## Task prompt:
Copy out all the lines exactly. Omit pictures.

= = = = =

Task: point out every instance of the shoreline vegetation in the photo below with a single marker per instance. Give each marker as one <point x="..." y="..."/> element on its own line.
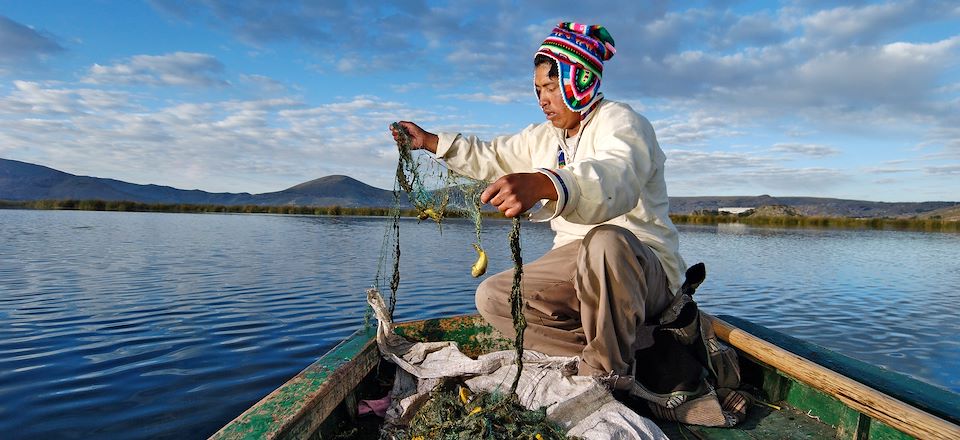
<point x="699" y="218"/>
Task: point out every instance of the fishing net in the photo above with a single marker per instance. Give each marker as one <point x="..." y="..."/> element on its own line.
<point x="430" y="398"/>
<point x="436" y="193"/>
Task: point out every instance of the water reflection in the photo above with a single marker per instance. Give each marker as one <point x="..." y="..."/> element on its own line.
<point x="137" y="325"/>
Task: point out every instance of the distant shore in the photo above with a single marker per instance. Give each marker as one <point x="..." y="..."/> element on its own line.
<point x="906" y="224"/>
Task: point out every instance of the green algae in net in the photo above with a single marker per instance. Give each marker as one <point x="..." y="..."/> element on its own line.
<point x="435" y="192"/>
<point x="453" y="413"/>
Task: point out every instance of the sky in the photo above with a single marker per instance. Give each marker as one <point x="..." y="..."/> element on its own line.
<point x="856" y="100"/>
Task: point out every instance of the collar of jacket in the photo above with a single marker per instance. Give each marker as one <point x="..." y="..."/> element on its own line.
<point x="588" y="115"/>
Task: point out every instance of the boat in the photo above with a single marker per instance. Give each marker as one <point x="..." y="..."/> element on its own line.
<point x="808" y="392"/>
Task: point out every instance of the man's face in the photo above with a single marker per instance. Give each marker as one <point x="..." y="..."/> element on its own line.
<point x="551" y="100"/>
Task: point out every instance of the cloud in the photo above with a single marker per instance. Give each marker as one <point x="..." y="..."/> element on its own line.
<point x="35" y="99"/>
<point x="175" y="69"/>
<point x="698" y="128"/>
<point x="255" y="145"/>
<point x="945" y="170"/>
<point x="23" y="44"/>
<point x="815" y="150"/>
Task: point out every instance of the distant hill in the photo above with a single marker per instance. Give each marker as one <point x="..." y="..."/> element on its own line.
<point x="25" y="181"/>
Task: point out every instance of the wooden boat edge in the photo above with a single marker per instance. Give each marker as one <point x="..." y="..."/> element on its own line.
<point x="297" y="408"/>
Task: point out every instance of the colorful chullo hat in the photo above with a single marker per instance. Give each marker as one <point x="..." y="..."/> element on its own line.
<point x="580" y="51"/>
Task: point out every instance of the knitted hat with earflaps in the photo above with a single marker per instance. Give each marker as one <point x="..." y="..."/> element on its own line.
<point x="580" y="51"/>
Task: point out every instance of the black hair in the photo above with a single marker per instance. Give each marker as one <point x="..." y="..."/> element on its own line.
<point x="543" y="59"/>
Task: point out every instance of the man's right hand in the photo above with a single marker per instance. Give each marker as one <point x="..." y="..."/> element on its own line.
<point x="419" y="138"/>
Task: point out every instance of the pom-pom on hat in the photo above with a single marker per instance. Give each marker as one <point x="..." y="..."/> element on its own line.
<point x="580" y="51"/>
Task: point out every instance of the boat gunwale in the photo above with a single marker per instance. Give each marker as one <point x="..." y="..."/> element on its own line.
<point x="349" y="360"/>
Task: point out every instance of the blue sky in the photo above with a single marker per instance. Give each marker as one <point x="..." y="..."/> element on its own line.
<point x="796" y="98"/>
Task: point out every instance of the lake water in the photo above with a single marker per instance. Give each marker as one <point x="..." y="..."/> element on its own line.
<point x="144" y="325"/>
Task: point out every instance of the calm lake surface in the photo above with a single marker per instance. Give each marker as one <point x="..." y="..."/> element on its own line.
<point x="145" y="325"/>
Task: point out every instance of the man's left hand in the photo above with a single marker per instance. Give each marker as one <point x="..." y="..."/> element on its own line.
<point x="514" y="194"/>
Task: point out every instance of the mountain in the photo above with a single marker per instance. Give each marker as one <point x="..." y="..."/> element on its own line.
<point x="25" y="181"/>
<point x="329" y="191"/>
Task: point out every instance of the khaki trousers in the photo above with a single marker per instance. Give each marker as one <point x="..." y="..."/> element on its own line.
<point x="590" y="298"/>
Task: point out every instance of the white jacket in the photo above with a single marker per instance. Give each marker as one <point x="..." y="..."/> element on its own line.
<point x="615" y="177"/>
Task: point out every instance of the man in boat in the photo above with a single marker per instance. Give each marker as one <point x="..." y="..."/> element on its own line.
<point x="596" y="164"/>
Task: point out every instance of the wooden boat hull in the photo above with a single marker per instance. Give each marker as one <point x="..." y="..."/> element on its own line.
<point x="817" y="393"/>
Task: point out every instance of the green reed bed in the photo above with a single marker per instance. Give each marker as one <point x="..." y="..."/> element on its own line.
<point x="907" y="224"/>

= = = = =

## Response:
Task: point out every instance of the shoreline vegetation in the photo below with a single marker per instance. Give each marker as one <point x="..." y="..."/> element on its own line.
<point x="699" y="218"/>
Task: point out every instance of the fishing net in the photo above with a single marker per instance. Give each marker as one <point x="..." y="..."/> element on its own line.
<point x="430" y="398"/>
<point x="436" y="193"/>
Task: point out every instance of the water reflection in the photo above with a single marker per instance. Give each marker as one <point x="..." y="..."/> element on its own line.
<point x="137" y="325"/>
Task: point out every instance of the distant shore in the photo above with a single marker per instance. Give each marker as one <point x="..." y="..."/> element on its own line.
<point x="906" y="224"/>
Task: point out every instance of the green algae in net in the photo above with a single marker per instance. Give each marker as one <point x="..." y="..."/> element on its own line.
<point x="435" y="192"/>
<point x="453" y="413"/>
Task: point out every instance of the sky in the photo above with a single marker per instance. Give each marker as one <point x="..." y="..."/> element on its own line.
<point x="856" y="100"/>
Task: point out every instance of the collar of jacket in the photo above with a single marker per instance. Give each marker as one <point x="..." y="..."/> element on its own line.
<point x="588" y="115"/>
Task: point out every instance of the boat in the photo above with a single marker per instance. Give each marker as one <point x="..." y="..."/> element on its own line.
<point x="808" y="392"/>
Task: point out every instance of the man's face in the photo above with a single marker per instance. Give each marker as one <point x="..." y="..."/> element on its own line.
<point x="551" y="100"/>
Task: point out every instance of the cloud in the photo above with a single marker per instance. Give each marker as one <point x="..." y="..."/> element on its own line.
<point x="35" y="99"/>
<point x="175" y="69"/>
<point x="698" y="128"/>
<point x="255" y="145"/>
<point x="945" y="170"/>
<point x="23" y="44"/>
<point x="815" y="150"/>
Task: point out every instance of the distant hill in the photo above with a single marker per instance. Give each marker as one <point x="..." y="..."/> element on its own line.
<point x="25" y="181"/>
Task: point out every instance of the wooden boat edge in the photo above with a single marker per instance. Give each marker as one <point x="..." y="..."/> element on its own line.
<point x="297" y="408"/>
Task: point out every instance of the colorful chullo hat in the photo above with a single marker per instance. Give each marker as one <point x="..." y="..."/> element on its own line.
<point x="580" y="51"/>
Task: point out every instance of the knitted hat with earflaps in the photo above with a single marker per instance. Give each marker as one <point x="..." y="..."/> element on its own line.
<point x="580" y="51"/>
Task: point out every instance of the black hair in the photo above with a single marker per instance. Give each marker as one <point x="..." y="..."/> element on its own line.
<point x="543" y="59"/>
Task: point out every instance of the man's right hand in the photo above with a single marker per instance. Give each marker as one <point x="..." y="..."/> element on its own line.
<point x="419" y="138"/>
Task: point out every instance of the pom-pom on hat in the photo above with a single marker per instance. Give each marker as one <point x="..." y="..."/> element on its own line.
<point x="580" y="51"/>
Task: point out every instance of the boat gunwale in the photo above with a single marker per instance. Give each marker as one <point x="..." y="..."/> element on its own line.
<point x="349" y="360"/>
Task: point out every instance of the blue sky in the photo above with a single marker per instance. Give each marker as one <point x="..." y="..."/> element on its own line.
<point x="796" y="98"/>
Task: point out every instance of the lake water in the photo above with a single marker per instance. Give each marker as one <point x="..." y="..."/> element on its own line.
<point x="144" y="325"/>
Task: point out every instance of the calm lake surface in the photo above with a single marker per instance. Give each marker as one <point x="..." y="..."/> element on its own line.
<point x="145" y="325"/>
Task: point out every instance of the man's left hand in the photo above with a single marker per instance. Give each marker as one <point x="..." y="..."/> element on its own line.
<point x="514" y="194"/>
Task: point out every instance of the mountain in the photo above with a single marker per instance. Give each marker as one <point x="..." y="..."/> element on its own line.
<point x="25" y="181"/>
<point x="329" y="191"/>
Task: point out every instance of the khaki trousers in the photo above with a single marker per instance. Give each marker as one <point x="..." y="..."/> element on its own line.
<point x="590" y="298"/>
Task: point out every instance of the white jacket in the photo above with a single marker per instance. Give each marker as one <point x="..." y="..."/> element on its own line.
<point x="615" y="177"/>
Task: point out every instance of the man in boat in the photo above with a single marker per instance. Give each marker as one <point x="..." y="..."/> element on its own line.
<point x="596" y="164"/>
Task: point out every instance of the wooden boat hull in the photo above with a single marker per instance. Give each marker as one <point x="..." y="..."/> element on its own line.
<point x="817" y="393"/>
Task: point out every instance of the green reed bed in the photo above with a single marker per instance. Give each marker as one <point x="..." y="..."/> element on its own line.
<point x="907" y="224"/>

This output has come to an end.